Stored data ::
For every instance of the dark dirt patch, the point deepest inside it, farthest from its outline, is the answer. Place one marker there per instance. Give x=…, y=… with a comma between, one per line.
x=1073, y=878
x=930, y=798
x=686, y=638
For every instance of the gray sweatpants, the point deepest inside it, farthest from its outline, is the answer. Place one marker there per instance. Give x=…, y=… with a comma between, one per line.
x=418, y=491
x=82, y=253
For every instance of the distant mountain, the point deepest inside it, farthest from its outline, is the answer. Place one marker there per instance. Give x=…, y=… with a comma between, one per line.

What to produce :: Repeat the entries. Keep each one exactly as written.

Answer for this exercise ::
For every instance of the dark dirt patch, the point deepest inside it, farthest from its outline, is the answer. Place one marker there per instance. Give x=…, y=… with a comma between, one per line.
x=1073, y=878
x=930, y=798
x=686, y=638
For every instance of the gray sweatpants, the point deepest inside it, farthest from its outline, is the answer. Place one marker there per instance. Give x=…, y=… with a comma between, one per line.
x=418, y=491
x=82, y=253
For every instance of the distant mountain, the point deepest inside it, farthest from its outline, is the answer. Place one marker there per instance. Give x=…, y=… with a comma between, one per line.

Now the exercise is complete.